* Verilen metin

Ordu ili merkez coğrafyasında genelde dağlık, denize dik ve paralel kanyonlar yoğunluktadır. Merkezde bulunan Melet Irmağının doku kısmında doğu ladini, yüksek kısımlarında ise karaçam, ibreli meşçereleri bulunmaktadır. Melet havzasının batı kıyısından itibaren tarım arazileri dışında kızılağaç, kestane, gürgen ve doğu kayını küçük meşçereler halinde bulunmaktadır. Tarım arazilerinde ise genellikle ağaççık formunda fındık bitkisi bulunmaktadır.

Kentte yıllık ortalama rüzgar hızı 35.7m/sn ve yönü batıdır. Ancak hakim rüzgar yönü birinci derecede batı güneybatı ve güney yönlü, ikinci derece ise kuzey kuzeydoğu olarak ortaya çıkmaktadır.

Yıllık yağış miktarı toplam 1.144,5 mm olup, en fazla yağış 215,5 mm ile kasım ayında, en az yağış ise 40,7 ile ağustos ayında gözlenmektedir. Toplam yağışlı gün sayısı 153’tür. Toplam karla örtülü gün sayısı 21, toplam donlu gün sayısı 14’tür.

Ordu ilinin %48’lik kısmı yüksek eğim değerlerine sahip alanlardan oluşmaktadır. Bu oranın % 45’lik kısmı %30-70 eğim değerlerine, %3’lük kısmı %70 ve üzeri eğim değerlerine sahiptir. İlin yüksek eğim değerlerine sahip alanları; doğu kesiminde, kuzeydoğu doğrultusunda ve ilin batısında, ilin sınır kesimlerinde yer almaktadır.

Herhangi bir bölgenin topoğrafyası, sokak dokusu, konut başta olmak üzere mimari eserlerin fiziksel oluşumunda belirgin bir etkiye sahiptir. Altınordu topoğrafik açıdan engebeli bir özellik yansıtmaktadır. Altınordu‘nun tarihi kent dokusu çoğunlukla büyük yapı alanlarından oluşmaktadır. Büyük yapı adalarında içte kalan parsellere ulaşım geleneksel Türk kentlerinde çok sıklıkla görülmektedir.

Yerleşimin yamaçta kurulmuş olması çıkmaz sokakların varlığı, parsellerin bir hizada olmayışı perspektif açısından zengin ve organik bir kent dokusu oluşturmuştur.

Mahalle kavramının yorumlanması

Farklı kotlarda vistalar oluşturan ve çeşitli kesitlerde perspektifler sunan yapı kütlelerine sahip konut birimlerinin, girift yerleşkesi ile komşuluk ilişkilerini birinci plana koyarak, karşılaşmalara olanak sağlayan sürpriz mekanlar barındırırken, belirlenen yerel referanslarla bütüncüllük oluşturan bir mahalle önerisi sunulmuştur.

(Bir koleksiyonda saklanan kayıtlar)
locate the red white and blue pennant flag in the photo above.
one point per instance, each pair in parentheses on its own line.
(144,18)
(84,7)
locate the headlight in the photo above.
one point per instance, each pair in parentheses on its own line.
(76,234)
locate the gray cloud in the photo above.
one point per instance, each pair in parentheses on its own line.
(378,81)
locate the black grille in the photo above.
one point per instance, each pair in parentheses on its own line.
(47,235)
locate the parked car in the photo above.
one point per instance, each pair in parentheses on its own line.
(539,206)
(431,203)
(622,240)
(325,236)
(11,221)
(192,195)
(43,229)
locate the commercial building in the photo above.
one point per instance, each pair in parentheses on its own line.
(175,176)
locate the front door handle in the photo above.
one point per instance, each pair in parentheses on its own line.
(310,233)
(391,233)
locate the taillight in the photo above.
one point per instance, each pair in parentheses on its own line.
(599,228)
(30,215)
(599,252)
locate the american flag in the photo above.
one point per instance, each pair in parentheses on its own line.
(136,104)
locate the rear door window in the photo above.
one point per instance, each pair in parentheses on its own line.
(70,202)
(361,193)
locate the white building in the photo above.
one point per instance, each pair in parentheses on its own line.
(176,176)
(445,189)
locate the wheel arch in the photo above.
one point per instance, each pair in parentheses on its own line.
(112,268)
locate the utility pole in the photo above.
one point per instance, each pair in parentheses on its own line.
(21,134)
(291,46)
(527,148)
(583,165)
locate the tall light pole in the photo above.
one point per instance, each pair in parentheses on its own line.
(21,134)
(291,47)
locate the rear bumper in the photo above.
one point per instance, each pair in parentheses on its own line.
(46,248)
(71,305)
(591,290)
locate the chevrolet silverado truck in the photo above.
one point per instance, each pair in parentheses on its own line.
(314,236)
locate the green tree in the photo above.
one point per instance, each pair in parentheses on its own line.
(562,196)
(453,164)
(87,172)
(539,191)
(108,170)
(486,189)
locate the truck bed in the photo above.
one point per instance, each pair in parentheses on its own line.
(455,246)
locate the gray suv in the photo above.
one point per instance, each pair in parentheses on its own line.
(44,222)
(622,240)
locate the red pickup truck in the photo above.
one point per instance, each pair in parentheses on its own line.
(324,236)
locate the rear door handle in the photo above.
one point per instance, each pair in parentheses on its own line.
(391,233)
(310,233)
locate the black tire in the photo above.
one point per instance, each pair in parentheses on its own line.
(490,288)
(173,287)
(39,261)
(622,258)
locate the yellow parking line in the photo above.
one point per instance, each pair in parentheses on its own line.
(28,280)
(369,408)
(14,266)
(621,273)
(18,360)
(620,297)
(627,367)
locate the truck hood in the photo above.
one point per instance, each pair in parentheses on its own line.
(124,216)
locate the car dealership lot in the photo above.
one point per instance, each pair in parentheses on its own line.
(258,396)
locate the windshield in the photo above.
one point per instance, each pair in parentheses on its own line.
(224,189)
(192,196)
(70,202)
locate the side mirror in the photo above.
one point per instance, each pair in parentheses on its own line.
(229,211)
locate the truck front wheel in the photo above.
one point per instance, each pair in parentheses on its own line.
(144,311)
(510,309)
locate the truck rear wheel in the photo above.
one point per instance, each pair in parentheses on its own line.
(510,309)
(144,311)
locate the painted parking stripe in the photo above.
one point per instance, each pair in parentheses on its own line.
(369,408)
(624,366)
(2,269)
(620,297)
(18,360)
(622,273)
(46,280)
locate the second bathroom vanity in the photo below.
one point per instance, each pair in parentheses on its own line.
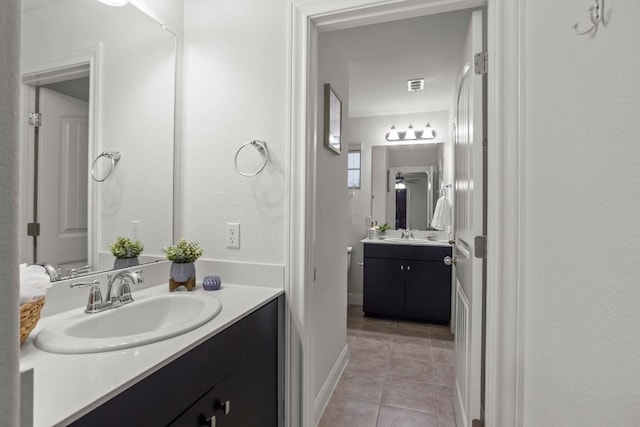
(407,279)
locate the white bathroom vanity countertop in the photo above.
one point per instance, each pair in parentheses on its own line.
(68,386)
(410,242)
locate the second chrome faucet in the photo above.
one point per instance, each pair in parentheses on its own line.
(118,291)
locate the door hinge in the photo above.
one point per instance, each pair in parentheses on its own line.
(480,246)
(33,229)
(35,119)
(481,63)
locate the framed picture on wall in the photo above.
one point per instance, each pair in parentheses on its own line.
(332,120)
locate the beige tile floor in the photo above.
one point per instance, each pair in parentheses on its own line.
(399,374)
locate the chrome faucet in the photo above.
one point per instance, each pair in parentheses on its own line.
(406,234)
(118,291)
(119,287)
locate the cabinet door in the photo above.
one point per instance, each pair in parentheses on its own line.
(247,397)
(428,291)
(383,292)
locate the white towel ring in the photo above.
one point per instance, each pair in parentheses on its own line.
(114,156)
(261,146)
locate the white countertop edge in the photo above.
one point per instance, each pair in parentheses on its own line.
(407,242)
(68,386)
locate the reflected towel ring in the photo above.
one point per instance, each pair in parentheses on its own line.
(114,156)
(261,146)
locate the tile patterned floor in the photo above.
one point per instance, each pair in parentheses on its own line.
(400,374)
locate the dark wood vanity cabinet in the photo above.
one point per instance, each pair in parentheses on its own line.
(408,282)
(235,376)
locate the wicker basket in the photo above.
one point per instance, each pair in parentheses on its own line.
(29,316)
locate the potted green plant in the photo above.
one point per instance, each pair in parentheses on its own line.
(183,269)
(382,230)
(126,252)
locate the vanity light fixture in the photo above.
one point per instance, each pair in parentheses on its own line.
(114,2)
(411,135)
(392,135)
(427,132)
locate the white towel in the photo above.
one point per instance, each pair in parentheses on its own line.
(441,214)
(34,282)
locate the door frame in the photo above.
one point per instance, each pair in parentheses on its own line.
(505,181)
(41,71)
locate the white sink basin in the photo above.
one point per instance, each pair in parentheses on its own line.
(141,322)
(415,241)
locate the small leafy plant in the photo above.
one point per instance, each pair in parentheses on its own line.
(183,251)
(124,247)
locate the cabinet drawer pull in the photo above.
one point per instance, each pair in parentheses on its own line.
(224,406)
(208,421)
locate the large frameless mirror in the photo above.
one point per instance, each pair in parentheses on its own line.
(97,159)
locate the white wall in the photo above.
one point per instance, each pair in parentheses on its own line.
(234,91)
(135,113)
(10,21)
(330,248)
(582,208)
(369,132)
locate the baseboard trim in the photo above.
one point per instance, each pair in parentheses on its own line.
(354,299)
(323,397)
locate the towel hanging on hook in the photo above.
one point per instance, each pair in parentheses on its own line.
(596,16)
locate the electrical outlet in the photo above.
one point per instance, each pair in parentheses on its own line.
(135,229)
(233,235)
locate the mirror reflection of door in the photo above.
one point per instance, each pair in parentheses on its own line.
(404,184)
(401,208)
(61,174)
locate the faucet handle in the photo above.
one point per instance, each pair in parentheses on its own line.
(84,284)
(94,303)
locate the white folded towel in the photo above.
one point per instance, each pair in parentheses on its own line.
(441,214)
(34,282)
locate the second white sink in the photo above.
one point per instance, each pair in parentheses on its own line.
(141,322)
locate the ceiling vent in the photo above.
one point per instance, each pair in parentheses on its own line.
(415,85)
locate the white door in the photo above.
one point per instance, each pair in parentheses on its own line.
(469,213)
(62,180)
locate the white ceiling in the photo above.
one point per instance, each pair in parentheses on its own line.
(382,57)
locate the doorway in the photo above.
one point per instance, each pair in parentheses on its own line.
(388,53)
(60,165)
(505,35)
(60,95)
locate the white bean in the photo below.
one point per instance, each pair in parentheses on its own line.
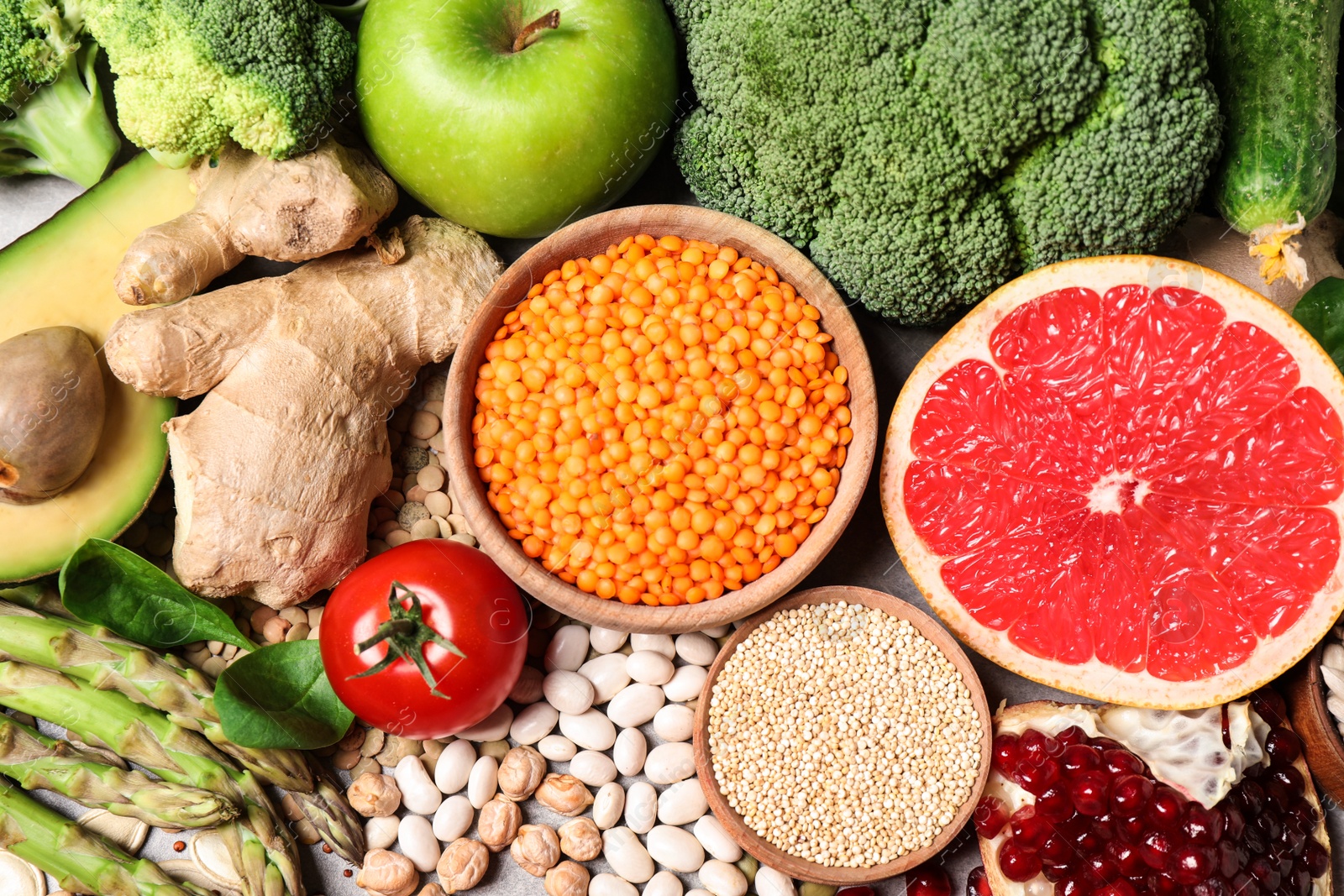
(454,819)
(683,802)
(484,781)
(557,747)
(606,640)
(723,879)
(568,692)
(591,730)
(674,723)
(660,642)
(669,763)
(676,849)
(773,883)
(611,886)
(595,768)
(642,808)
(629,752)
(492,727)
(716,840)
(417,841)
(649,667)
(663,884)
(696,649)
(568,647)
(687,684)
(635,705)
(608,676)
(454,766)
(627,856)
(534,723)
(381,833)
(420,795)
(608,805)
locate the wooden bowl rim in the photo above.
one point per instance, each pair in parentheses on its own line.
(769,853)
(589,237)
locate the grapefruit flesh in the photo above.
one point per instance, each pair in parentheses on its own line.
(1124,488)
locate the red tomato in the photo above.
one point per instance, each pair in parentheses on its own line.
(470,631)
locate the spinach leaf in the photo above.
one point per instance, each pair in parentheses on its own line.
(280,698)
(111,586)
(1321,313)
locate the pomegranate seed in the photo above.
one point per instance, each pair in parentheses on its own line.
(1121,762)
(1090,794)
(1202,826)
(1193,864)
(1155,848)
(978,883)
(1283,746)
(1129,795)
(1018,864)
(1269,705)
(1077,759)
(1316,859)
(1054,805)
(1028,831)
(927,880)
(1072,735)
(1166,808)
(1037,779)
(1005,754)
(990,817)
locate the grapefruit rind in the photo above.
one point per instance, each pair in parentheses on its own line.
(1021,716)
(969,338)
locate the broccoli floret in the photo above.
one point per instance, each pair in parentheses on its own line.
(195,73)
(931,149)
(53,120)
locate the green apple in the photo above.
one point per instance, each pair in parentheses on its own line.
(511,120)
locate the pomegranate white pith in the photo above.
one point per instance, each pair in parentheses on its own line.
(1131,684)
(1205,833)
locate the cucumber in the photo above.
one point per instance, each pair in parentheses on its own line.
(1273,66)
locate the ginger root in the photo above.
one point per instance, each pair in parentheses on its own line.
(248,204)
(276,469)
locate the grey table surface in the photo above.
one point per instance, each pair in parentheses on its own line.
(864,557)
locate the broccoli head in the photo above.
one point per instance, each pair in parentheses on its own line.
(927,150)
(53,120)
(195,73)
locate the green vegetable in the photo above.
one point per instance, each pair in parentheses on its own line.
(93,654)
(280,696)
(80,860)
(1274,65)
(38,762)
(195,73)
(927,152)
(260,844)
(53,120)
(1321,313)
(111,586)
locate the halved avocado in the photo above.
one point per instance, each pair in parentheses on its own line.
(60,275)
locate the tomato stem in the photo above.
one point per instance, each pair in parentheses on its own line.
(407,633)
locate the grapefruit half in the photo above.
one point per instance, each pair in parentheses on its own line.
(1122,477)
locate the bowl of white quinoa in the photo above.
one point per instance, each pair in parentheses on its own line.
(843,736)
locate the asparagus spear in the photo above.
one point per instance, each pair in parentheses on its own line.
(261,846)
(111,663)
(107,661)
(80,860)
(40,763)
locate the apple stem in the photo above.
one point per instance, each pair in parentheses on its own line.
(526,36)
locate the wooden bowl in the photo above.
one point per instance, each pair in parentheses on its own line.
(591,237)
(772,855)
(1305,696)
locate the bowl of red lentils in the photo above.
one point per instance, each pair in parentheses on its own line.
(664,418)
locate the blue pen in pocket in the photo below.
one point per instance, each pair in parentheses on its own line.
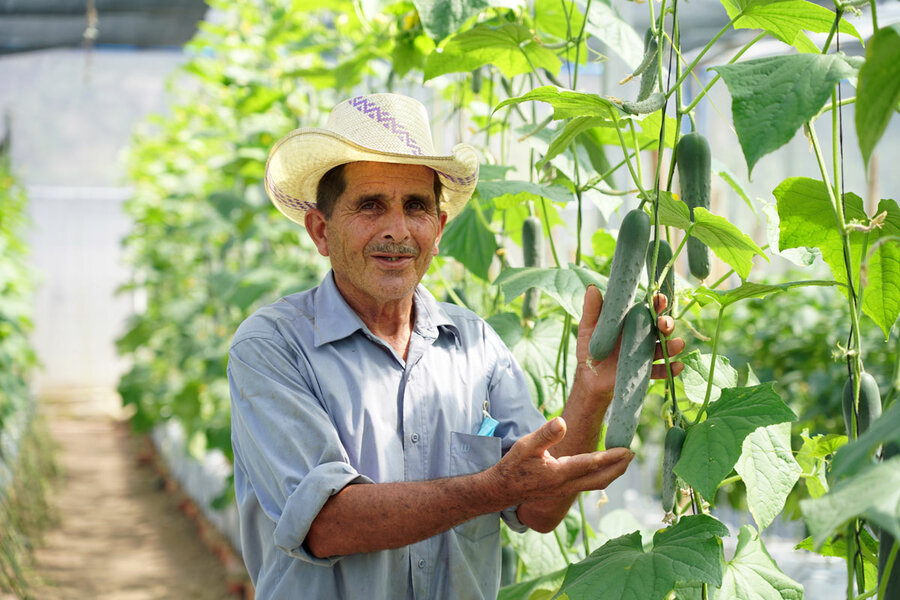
(489,423)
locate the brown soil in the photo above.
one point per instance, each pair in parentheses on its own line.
(121,535)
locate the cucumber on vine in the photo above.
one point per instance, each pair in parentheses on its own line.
(628,259)
(632,376)
(869,407)
(671,453)
(667,286)
(692,156)
(532,256)
(651,104)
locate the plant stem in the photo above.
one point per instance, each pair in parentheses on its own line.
(888,567)
(703,52)
(712,365)
(718,76)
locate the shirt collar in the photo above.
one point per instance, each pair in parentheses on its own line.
(335,319)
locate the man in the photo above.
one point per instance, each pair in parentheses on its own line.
(379,435)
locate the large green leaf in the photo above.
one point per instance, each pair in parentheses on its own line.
(712,447)
(856,455)
(753,575)
(566,286)
(786,20)
(772,97)
(878,91)
(769,471)
(873,494)
(467,239)
(689,551)
(695,376)
(511,48)
(725,240)
(507,193)
(566,104)
(807,220)
(440,18)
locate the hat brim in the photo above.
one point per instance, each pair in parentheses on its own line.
(298,161)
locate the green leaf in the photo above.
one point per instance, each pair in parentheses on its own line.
(878,90)
(511,48)
(542,588)
(568,134)
(566,104)
(786,20)
(812,460)
(748,290)
(566,286)
(536,353)
(856,455)
(508,326)
(440,18)
(807,219)
(769,471)
(605,24)
(712,447)
(753,575)
(772,97)
(837,547)
(695,376)
(689,551)
(729,243)
(873,494)
(467,239)
(508,193)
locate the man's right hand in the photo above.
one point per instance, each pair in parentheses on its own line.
(530,472)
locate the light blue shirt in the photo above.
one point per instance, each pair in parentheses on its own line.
(319,402)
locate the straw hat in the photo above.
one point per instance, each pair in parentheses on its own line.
(377,127)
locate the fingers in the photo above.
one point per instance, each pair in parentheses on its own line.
(548,434)
(660,301)
(659,371)
(673,347)
(596,470)
(665,324)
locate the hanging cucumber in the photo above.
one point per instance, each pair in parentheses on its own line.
(628,258)
(645,106)
(667,286)
(532,255)
(693,158)
(632,376)
(869,404)
(671,453)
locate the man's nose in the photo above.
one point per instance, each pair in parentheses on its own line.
(396,226)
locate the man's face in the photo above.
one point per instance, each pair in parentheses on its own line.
(382,233)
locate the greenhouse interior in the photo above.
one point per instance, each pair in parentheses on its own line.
(655,252)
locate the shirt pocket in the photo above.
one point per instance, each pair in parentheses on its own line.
(472,454)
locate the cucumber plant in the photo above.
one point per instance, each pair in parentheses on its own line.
(497,73)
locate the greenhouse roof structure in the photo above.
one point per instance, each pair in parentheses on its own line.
(39,24)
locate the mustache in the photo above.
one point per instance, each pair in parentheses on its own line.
(392,248)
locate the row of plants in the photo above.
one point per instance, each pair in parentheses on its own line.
(777,406)
(23,512)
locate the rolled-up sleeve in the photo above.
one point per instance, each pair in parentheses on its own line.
(284,439)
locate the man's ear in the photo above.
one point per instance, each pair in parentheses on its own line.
(316,227)
(437,240)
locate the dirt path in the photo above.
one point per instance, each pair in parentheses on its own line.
(121,536)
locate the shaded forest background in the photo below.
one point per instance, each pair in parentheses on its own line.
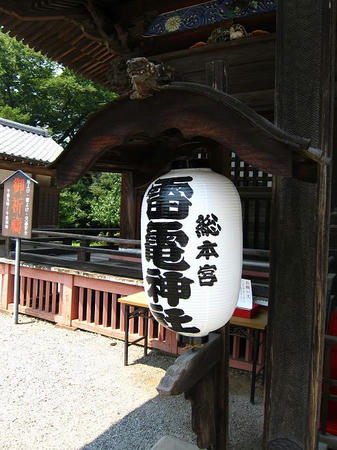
(37,91)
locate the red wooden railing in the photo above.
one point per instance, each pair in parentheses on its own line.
(82,302)
(90,302)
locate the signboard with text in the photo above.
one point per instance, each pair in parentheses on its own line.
(18,205)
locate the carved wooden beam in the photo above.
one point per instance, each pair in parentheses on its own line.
(189,368)
(204,112)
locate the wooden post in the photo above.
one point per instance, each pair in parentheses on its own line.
(128,207)
(69,300)
(304,106)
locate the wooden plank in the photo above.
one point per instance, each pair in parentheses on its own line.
(105,309)
(41,294)
(60,303)
(114,323)
(300,218)
(28,291)
(81,304)
(236,347)
(54,296)
(48,303)
(89,305)
(106,286)
(34,296)
(22,290)
(97,296)
(122,317)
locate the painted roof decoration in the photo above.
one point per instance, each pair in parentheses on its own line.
(24,142)
(206,14)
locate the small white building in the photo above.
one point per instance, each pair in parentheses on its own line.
(31,150)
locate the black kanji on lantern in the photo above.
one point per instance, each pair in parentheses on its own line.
(206,275)
(207,225)
(168,198)
(207,250)
(174,319)
(164,242)
(170,285)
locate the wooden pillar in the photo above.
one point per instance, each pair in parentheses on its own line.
(299,247)
(128,207)
(218,380)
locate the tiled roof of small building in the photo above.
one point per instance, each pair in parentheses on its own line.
(27,143)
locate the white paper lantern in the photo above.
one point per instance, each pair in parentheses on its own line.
(191,235)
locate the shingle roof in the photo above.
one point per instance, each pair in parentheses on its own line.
(23,142)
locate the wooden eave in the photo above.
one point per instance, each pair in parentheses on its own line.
(219,118)
(87,35)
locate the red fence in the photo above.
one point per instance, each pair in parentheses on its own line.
(90,302)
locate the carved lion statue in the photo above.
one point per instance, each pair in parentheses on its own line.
(144,76)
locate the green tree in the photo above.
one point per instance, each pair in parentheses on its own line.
(105,203)
(40,92)
(93,201)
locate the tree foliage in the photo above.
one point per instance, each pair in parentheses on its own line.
(40,92)
(94,201)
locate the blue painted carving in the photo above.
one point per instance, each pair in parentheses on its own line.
(206,14)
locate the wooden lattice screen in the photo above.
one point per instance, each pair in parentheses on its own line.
(254,187)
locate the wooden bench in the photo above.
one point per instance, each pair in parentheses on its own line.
(139,302)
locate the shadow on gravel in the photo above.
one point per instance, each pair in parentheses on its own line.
(143,427)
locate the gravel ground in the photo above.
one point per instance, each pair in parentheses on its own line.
(63,389)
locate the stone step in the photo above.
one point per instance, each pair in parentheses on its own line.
(172,443)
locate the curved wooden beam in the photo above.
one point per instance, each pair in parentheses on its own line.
(196,110)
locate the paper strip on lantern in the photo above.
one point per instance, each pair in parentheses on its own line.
(192,250)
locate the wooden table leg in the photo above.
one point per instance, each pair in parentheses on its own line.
(256,340)
(126,340)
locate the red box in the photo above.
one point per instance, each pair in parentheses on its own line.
(246,313)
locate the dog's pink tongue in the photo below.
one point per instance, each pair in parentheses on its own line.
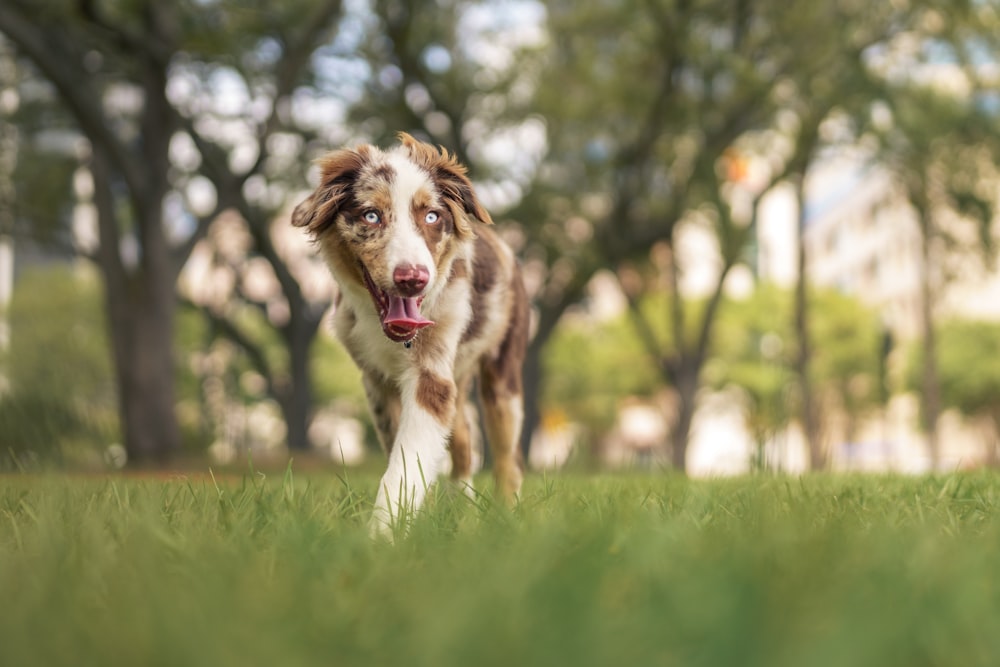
(404,313)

* İstenenler
**a.** Ordu ile ilgili metne göre Melet havzasının batı kıyısından itibaren tarım arazileri dışında küçük meşçereler halinde bulunan ağaç türlerinin hepsini sıralayın.
**b.** Ordu ile ilgili metne dayanarak aşağıdaki soruları yanıtlayın:
(i) Kentte yıllık ortalama rüzgarın yönü nedir?
(ii) Yıllık toplam yağış miktarı kaç mm'dir?
(iii) Ordu ilinin yüzde kaçlık kısmı yüksek eğim değerlerine sahip alanlardan oluşur?
**c.** Ordu ve Altınordu'nun coğrafyasını ve kent dokusunu anlatan metni, kaldığı yerden sürdürün.

* Beklenen yanıtlar
**a.** Kızılağaç, kestane, gürgen ve doğu kayını.

**b.**
(i) Batı.
(ii) 1.144,5 mm.
(iii) %48.

**c.**
Kentsel Yaklaşım

Kırsal ve kent yapılaşma dokusunu belirgin bir şekilde içinde bulunduran ve korunmuş tarihi yapılarıyla Altınordu merkez ilçesi müdahale alanı olarak seçilmiştir.  Altınordu ilçesi, doğu-batı doğrultusunda uzanan, yüksekliği 3000 metreyi geçen Doğu Karadeniz dağ sıralarının kıyıda sıkıştırdıkları dar bir bölgede yer almaktadır.  Genellikle dağlık, denize dik ve paralel kanyonlar yoğunluktadır. Kıyı turizmi de gelişmiş ilçenin günümüzdeki yerleşime elverişli alanlarının kısıtlı yapısına ulaşmasıyla yeşil dokusuna kılcal bir yayılımı başlamıştır. İlçenin mevcut büyüme halini göz önünde bulundurarak, merkezine ve tarihi ( Taşbaşı yerleşkesi ) dokusuna yakın, geleneksel yerleşim üslubuna uygun, topografyasıyla bütünleşik ve şehrin üç ana manzara katmanını ( Deniz -Şehir -Yeşil Doğa) proje içerisine almak hedefiyle; ilçenin batı sınırında bulunan,  ‘ şehir-doğa ’ arakesitini sunan Nizamettin Mahallesi proje alanı olarak uygun görülmüştür.

YAPILAŞMA İLKELERİ

Kent dokusu

Yerel kent dokusu geleneksel eklemlenme kurgusu ile tasarlanmıştır. Yerin ruhunu taşıyan, mahalli değerlere sahip çıkarken günümüz çağdaş tasarım aklını koruyan, gelecek adına sürdürülebilirlik kaygısı taşıyan bir doku kurgulanmıştır.

Proje alanı nitelikleri

Nizamettin mahallesinin bulunduğu konum itibariyle Ordu kentinin sunmuş olduğu deniz-şehir-yeşil manzara katmanlarına hakimdir. Arazinin topoğrafik yapısı, sırt karakteristiğinde olması, geleneksel yapılaşma dokusuna müsaade ederek sahip olduğu vista çeşitliliği, konutların yönlenmesinde etki olmuştur.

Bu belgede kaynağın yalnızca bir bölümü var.